***** Excerpt to read

Clinical case

A 50-year-old man is admitted to the Emergency Department during the winter with complaints of 1 week of worsening pleuritic chest pain, dyspnea, and dry cough. He had upper respiratory infection (URI) symptoms a week before admission, which have since resolved. He is a non-smoker and has no occupational exposure to inhaled particles. On admission, he has a temperature of 38.3°C, respiratory rate of 26, and SpO2 of 96% on room air; the rest of his vital signs were normal. On exam, lungs had vesicular sounds with no rales or wheezing, but a few inspiratory crackles were heard on the posterior infra-scapular area bilaterally. A chest X-Ray shows streaky infiltrates of unclear significance, possibly representing atelectasis. Lab work showed WBC of 12,000/uL, CRP 4.0 mg/dL with normal electrolytes and renal function. Treatment for community-acquired pneumonia with levofloxacin was initiated, as well as vancomycin for possible post-viral methicillin-resistant Staphylococcus aureus (MRSA) infection. The admitting hospitalist considers that the current clinical scenario may be related to a viral illness and orders serum procalcitonin to help guide antibiotic decision-making. The patient is admitted to the hospital, given sepsis and tachypnea.

**********
***** Input data

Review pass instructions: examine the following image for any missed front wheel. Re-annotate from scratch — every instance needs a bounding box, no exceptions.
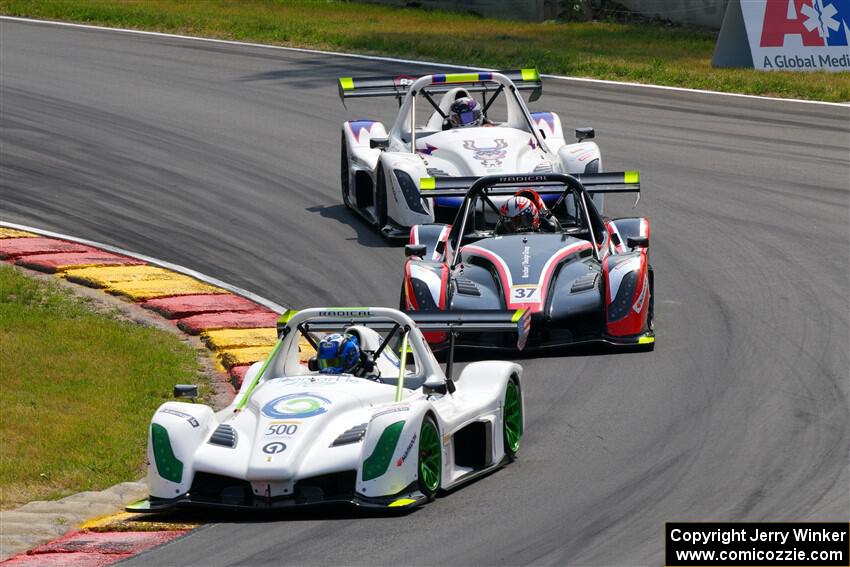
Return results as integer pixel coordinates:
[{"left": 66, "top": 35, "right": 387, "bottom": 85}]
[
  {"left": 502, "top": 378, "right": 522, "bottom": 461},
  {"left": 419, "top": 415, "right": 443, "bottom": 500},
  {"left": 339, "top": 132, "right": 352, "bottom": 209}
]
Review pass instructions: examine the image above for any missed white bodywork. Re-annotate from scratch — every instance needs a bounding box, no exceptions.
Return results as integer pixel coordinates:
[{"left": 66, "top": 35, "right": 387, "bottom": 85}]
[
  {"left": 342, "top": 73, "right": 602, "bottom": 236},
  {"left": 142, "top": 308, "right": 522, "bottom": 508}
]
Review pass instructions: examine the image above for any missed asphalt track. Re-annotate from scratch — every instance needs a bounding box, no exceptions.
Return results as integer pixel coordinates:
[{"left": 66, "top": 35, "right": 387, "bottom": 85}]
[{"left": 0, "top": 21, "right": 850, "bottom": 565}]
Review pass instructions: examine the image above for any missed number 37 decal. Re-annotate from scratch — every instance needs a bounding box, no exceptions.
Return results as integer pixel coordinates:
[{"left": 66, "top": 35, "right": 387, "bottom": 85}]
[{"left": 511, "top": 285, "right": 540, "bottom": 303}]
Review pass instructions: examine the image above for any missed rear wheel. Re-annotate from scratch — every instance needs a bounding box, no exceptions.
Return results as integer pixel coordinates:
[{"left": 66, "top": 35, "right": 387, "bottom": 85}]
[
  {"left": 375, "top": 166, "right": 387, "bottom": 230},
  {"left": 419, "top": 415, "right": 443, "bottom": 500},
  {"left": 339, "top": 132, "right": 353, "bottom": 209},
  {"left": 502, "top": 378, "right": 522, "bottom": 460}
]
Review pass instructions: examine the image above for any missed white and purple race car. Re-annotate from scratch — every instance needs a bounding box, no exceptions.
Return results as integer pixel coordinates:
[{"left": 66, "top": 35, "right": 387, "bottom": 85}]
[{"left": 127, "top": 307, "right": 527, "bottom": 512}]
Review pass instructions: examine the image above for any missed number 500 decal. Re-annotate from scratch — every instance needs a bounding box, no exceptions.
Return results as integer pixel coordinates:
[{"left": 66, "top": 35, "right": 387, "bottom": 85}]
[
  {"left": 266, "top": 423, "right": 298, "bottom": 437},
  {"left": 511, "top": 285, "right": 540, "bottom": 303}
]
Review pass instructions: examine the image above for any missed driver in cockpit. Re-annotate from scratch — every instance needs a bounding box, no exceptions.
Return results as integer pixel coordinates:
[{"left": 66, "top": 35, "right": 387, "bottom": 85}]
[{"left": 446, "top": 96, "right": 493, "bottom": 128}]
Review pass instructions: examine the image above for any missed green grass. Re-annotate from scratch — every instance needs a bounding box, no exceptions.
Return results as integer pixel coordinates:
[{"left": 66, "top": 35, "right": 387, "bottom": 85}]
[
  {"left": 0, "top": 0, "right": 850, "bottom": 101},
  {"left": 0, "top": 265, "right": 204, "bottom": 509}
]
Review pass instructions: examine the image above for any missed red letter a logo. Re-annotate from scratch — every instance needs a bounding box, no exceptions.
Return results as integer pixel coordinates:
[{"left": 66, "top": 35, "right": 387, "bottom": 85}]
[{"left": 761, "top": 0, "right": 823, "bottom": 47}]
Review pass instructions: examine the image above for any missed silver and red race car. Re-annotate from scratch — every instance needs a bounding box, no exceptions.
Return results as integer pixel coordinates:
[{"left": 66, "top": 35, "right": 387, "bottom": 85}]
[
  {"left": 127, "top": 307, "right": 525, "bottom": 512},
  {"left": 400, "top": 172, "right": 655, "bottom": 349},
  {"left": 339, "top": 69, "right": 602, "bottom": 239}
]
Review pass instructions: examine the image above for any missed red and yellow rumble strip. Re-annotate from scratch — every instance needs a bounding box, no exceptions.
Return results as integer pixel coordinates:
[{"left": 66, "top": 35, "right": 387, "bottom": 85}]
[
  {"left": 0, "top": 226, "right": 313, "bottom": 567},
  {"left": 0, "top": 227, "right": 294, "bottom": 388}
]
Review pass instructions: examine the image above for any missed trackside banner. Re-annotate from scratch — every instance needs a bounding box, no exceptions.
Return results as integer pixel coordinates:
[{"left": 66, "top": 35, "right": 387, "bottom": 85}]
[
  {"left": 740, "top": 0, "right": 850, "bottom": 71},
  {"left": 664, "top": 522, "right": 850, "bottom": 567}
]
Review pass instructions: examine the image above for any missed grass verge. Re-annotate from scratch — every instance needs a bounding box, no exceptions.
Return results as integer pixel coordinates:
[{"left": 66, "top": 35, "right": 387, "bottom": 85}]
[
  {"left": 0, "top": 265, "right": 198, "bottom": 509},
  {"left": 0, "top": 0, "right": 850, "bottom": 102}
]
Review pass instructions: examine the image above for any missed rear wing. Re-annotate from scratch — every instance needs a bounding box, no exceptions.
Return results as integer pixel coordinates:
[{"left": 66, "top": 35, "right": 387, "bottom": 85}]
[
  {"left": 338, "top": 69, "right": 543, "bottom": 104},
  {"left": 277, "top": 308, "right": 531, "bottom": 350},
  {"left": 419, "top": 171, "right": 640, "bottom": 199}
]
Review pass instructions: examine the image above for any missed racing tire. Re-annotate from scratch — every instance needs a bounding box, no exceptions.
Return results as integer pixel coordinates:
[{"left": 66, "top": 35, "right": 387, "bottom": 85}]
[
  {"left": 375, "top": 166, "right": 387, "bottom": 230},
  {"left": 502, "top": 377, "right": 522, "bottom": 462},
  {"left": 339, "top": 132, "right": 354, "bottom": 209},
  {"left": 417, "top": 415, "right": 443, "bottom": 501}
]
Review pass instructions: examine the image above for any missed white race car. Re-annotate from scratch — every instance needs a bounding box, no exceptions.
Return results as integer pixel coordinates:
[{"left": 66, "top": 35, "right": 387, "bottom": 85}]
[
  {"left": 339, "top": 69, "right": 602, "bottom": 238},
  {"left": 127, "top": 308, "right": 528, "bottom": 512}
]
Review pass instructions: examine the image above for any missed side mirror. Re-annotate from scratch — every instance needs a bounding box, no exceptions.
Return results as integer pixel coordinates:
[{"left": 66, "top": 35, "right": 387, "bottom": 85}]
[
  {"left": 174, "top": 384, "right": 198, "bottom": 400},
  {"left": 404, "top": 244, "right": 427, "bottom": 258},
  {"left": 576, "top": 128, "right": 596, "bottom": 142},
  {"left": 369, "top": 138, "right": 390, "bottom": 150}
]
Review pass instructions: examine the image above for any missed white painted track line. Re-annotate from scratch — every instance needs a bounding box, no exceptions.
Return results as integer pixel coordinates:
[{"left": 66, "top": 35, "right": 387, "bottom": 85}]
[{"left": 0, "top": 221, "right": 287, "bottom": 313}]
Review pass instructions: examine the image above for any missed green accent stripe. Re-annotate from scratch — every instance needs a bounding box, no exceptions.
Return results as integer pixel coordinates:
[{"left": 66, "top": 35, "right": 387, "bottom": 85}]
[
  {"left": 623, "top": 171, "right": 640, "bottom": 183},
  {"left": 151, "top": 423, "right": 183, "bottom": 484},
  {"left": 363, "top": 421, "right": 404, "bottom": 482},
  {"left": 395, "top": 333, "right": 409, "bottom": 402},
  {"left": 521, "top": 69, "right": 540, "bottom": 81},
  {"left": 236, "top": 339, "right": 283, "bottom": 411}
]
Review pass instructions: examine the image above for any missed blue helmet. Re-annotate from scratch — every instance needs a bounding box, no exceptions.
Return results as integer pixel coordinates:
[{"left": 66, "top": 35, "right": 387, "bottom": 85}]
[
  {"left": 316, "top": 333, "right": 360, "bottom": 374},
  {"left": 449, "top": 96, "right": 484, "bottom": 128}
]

**********
***** Input data

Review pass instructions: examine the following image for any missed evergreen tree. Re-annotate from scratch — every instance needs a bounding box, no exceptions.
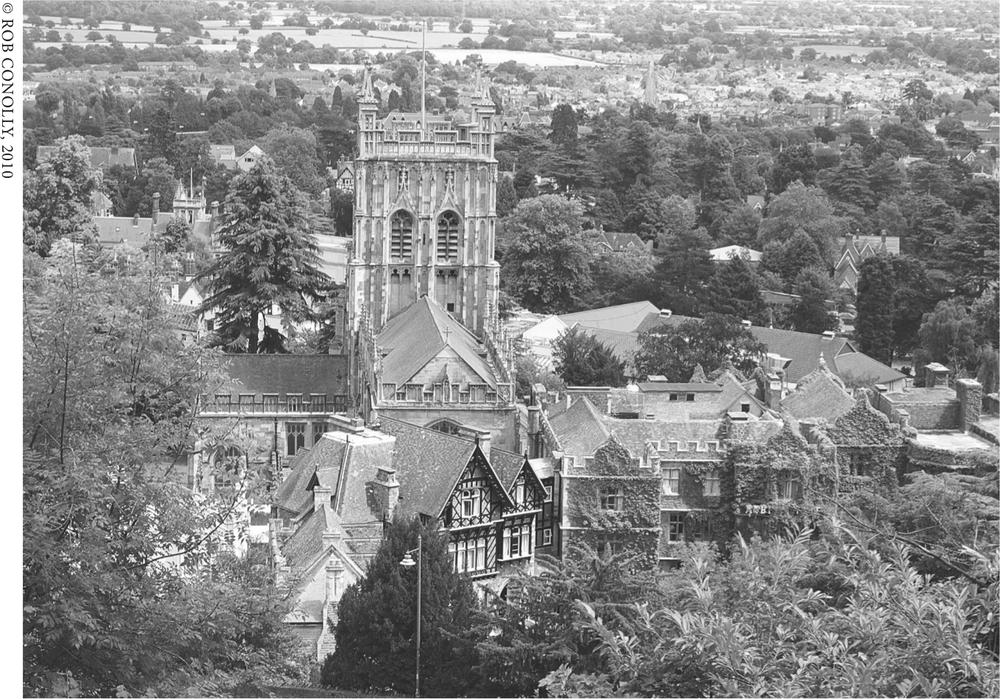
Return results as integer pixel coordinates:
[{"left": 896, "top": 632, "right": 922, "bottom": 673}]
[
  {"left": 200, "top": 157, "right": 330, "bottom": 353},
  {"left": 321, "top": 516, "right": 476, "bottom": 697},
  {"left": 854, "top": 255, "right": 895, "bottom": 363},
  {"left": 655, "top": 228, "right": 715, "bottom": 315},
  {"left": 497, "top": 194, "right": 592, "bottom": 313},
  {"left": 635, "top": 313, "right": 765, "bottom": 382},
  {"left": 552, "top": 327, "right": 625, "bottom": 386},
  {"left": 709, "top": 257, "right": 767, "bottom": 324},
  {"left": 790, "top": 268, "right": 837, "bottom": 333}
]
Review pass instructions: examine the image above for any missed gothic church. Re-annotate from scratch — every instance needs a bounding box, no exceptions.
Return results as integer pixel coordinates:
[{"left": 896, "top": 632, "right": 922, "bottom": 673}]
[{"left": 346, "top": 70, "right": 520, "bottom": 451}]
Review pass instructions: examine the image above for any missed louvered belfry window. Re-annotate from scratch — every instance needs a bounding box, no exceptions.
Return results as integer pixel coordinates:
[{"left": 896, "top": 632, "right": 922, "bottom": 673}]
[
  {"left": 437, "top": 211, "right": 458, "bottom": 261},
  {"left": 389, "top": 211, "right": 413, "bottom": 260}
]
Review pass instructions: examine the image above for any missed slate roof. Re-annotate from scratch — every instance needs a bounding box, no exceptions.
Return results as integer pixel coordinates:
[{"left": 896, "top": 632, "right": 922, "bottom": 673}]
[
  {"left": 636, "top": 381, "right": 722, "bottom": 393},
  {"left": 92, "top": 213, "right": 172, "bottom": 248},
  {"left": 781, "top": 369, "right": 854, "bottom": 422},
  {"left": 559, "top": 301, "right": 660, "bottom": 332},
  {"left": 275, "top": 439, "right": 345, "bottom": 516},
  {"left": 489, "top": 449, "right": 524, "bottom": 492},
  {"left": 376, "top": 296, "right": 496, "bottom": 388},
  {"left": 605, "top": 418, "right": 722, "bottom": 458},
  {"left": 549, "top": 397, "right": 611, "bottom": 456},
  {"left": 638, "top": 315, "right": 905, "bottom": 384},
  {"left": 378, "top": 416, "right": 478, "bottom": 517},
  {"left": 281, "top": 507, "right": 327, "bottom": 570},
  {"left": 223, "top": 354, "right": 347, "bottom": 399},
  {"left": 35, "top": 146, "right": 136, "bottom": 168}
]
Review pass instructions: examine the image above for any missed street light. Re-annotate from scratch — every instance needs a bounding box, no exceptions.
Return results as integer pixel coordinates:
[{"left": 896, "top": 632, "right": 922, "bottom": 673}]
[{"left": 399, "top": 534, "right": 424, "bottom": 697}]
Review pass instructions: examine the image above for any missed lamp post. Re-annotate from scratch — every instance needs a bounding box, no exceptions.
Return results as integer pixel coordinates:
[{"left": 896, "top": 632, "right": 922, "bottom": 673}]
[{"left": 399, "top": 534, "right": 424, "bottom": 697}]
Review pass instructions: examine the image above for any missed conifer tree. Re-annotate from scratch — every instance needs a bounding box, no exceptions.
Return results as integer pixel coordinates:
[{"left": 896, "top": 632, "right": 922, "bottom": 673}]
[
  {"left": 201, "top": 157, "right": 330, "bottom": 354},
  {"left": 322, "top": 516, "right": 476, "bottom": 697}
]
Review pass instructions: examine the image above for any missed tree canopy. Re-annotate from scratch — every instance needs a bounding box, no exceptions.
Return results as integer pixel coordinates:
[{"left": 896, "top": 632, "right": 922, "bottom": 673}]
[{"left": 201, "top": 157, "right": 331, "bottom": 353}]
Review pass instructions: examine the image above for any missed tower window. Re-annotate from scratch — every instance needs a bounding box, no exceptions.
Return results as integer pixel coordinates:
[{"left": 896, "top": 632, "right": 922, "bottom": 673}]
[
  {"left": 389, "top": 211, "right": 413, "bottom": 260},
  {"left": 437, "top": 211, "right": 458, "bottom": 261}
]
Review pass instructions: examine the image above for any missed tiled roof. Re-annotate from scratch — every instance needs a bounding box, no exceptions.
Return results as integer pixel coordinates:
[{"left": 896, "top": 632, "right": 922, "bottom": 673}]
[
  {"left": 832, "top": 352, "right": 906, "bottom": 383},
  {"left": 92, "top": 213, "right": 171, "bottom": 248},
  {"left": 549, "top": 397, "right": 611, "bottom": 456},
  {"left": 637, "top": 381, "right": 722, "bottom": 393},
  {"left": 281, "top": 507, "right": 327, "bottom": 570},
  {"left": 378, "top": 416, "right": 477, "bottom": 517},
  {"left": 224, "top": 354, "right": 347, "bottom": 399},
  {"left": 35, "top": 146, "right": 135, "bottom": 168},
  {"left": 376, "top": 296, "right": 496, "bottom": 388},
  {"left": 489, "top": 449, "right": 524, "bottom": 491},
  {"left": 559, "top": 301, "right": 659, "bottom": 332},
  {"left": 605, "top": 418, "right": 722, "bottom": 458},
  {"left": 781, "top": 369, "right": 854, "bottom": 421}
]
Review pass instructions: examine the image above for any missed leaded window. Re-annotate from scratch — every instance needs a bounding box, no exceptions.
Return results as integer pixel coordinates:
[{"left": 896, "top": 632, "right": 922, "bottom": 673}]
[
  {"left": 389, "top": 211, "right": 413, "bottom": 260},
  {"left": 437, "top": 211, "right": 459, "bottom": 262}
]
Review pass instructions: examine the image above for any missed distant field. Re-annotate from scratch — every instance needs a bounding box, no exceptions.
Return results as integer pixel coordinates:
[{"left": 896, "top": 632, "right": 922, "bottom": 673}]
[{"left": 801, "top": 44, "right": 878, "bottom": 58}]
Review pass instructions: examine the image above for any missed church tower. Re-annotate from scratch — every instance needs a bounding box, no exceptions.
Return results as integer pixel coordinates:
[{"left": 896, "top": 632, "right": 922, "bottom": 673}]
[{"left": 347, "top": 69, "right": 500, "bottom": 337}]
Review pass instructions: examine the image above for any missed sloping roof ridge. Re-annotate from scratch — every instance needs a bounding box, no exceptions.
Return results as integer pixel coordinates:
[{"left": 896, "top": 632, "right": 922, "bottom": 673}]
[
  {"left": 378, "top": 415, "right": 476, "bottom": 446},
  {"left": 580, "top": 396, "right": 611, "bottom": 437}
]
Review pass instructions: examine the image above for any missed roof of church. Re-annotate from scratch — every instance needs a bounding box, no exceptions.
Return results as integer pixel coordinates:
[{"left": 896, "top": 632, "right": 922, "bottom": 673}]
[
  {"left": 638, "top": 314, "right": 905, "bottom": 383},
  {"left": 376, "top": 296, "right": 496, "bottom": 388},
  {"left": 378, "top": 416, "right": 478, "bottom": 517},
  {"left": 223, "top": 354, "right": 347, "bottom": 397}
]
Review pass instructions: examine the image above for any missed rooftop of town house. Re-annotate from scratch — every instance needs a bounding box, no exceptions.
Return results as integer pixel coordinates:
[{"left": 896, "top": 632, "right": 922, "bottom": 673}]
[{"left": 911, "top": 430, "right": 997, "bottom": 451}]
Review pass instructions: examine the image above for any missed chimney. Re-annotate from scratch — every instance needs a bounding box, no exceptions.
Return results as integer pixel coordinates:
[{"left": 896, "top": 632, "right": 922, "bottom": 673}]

**********
***** Input data

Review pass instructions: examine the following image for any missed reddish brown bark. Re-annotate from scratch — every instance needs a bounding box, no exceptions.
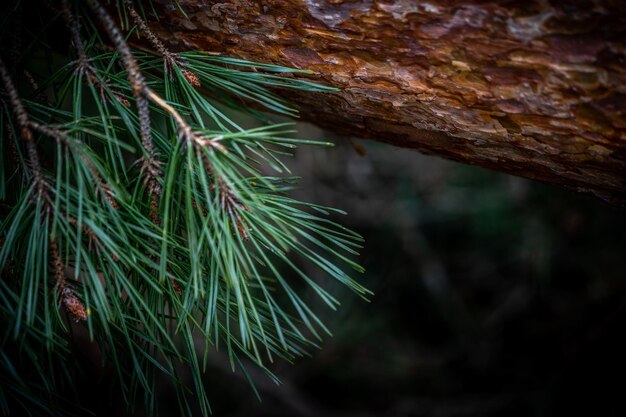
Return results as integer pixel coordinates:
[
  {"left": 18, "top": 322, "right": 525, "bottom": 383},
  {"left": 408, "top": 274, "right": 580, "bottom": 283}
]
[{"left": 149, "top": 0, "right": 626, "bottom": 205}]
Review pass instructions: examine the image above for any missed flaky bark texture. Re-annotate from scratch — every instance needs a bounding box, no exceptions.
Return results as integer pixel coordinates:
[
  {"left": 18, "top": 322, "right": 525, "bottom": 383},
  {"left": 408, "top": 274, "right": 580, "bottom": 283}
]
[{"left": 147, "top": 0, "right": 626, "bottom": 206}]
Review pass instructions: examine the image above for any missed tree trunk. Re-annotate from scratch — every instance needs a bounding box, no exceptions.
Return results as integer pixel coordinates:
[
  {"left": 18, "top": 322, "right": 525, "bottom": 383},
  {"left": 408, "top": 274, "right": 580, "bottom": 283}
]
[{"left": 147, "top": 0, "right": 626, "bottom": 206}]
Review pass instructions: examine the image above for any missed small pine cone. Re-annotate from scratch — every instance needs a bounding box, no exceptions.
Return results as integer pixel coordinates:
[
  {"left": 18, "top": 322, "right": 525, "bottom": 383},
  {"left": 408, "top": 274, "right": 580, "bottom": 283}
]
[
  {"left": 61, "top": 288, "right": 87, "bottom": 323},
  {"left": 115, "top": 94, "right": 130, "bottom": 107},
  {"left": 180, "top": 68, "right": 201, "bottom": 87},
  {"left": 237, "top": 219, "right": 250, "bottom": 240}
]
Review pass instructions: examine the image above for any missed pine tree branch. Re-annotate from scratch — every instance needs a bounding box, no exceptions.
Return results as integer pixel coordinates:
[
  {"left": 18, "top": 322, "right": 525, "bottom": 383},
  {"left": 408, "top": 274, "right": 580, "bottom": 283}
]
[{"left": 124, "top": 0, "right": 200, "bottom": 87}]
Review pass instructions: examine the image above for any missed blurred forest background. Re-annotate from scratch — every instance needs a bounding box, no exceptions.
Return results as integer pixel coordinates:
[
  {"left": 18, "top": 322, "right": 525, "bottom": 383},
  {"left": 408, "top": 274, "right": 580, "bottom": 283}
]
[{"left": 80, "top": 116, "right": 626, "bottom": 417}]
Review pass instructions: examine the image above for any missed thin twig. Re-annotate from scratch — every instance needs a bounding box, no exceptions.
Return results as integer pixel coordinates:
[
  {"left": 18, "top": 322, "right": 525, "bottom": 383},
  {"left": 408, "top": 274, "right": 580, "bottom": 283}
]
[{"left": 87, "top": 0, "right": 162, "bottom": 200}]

**********

**Your instructions**: Pick up the clinical case of the 50-year-old man with pleuritic chest pain after its final sentence and continue writing it.

**Answer**:
Introduction

In the past decades, the rise of resistant pathogens, heavily associated with antibiotic overutilization, has led to increased attention to antibiotic stewardship as a marker of patient safety and quality.1 According to the Centers for Disease Control (CDC), it is estimated that up to 50% of antibiotic orders are inappropriate or entirely unnecessary.2 Antibiotic overuse is a driver of multidrug-resistant organisms and increasing rates of Clostridium difficile infection.3 Even when the clinical presentation suggests an infection, the distinction between bacterial and viral etiologies can complicate antibiotic use decisions. A diagnostic test to enhance physicians’ ability to target patients most likely to benefit from antibiotics could be a useful tool to combat the complications of antibiotic overuse. Procalcitonin (PCT) has been approved by the FDA since 2017 to guide antibiotic treatment in sepsis and lower respiratory tract infections.4

What is procalcitonin?

Procalcitonin (PCT) is produced in the thyroidal C-cells as a prohormone which is processed intracellularly and secreted in response to serum calcium levels as calcitonin. In systemic bacterial infections, production, and secretion of intact procalcitonin occur in other organs (liver, adipose tissue, etc.) triggered by cytokines (interleukin 2, tumor necrosis factor-α, interleukin 6, etc.) as well as bacterial endotoxins. Conversely, cytokines present in acute viral illness, such as interferon-γ, suppress procalcitonin release.4,5 This dichotomy presents an opportunity to use procalcitonin to differentiate bacterial from nonbacterial etiologies in systemic infections and SIRS/sepsis syndromes.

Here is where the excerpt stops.